--- Start of Exercise input ---

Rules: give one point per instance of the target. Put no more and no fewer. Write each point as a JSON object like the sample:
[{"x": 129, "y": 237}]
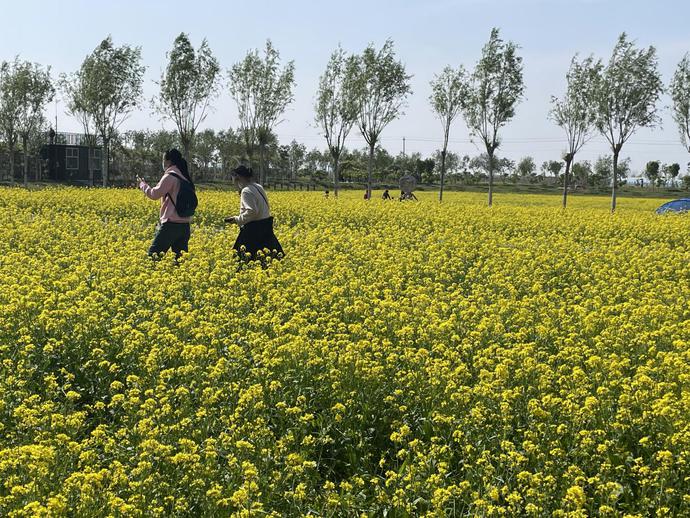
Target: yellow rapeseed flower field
[{"x": 404, "y": 359}]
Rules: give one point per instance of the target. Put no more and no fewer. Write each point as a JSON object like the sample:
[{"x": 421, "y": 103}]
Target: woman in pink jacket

--- End of Exercise input ---

What is asked: Reproduce all of the lines above, rescaling each x and y coordinate in the answers by 0.8 and rounding to whole numbers with halves rounded up, while keeping the numbers in the rules and their sample points unchanged. Leave the pictures out.

Written response:
Rules: give one point per instance of the target. Put no more and no fewer. Write each point as a JSON object like the sample:
[{"x": 129, "y": 237}]
Target: yellow rapeseed flower field
[{"x": 323, "y": 287}]
Rules: give one point per instance of the target. Put no more and no fewer. Write each point as a JSON object like the sample:
[{"x": 421, "y": 103}]
Target: woman in pink jacket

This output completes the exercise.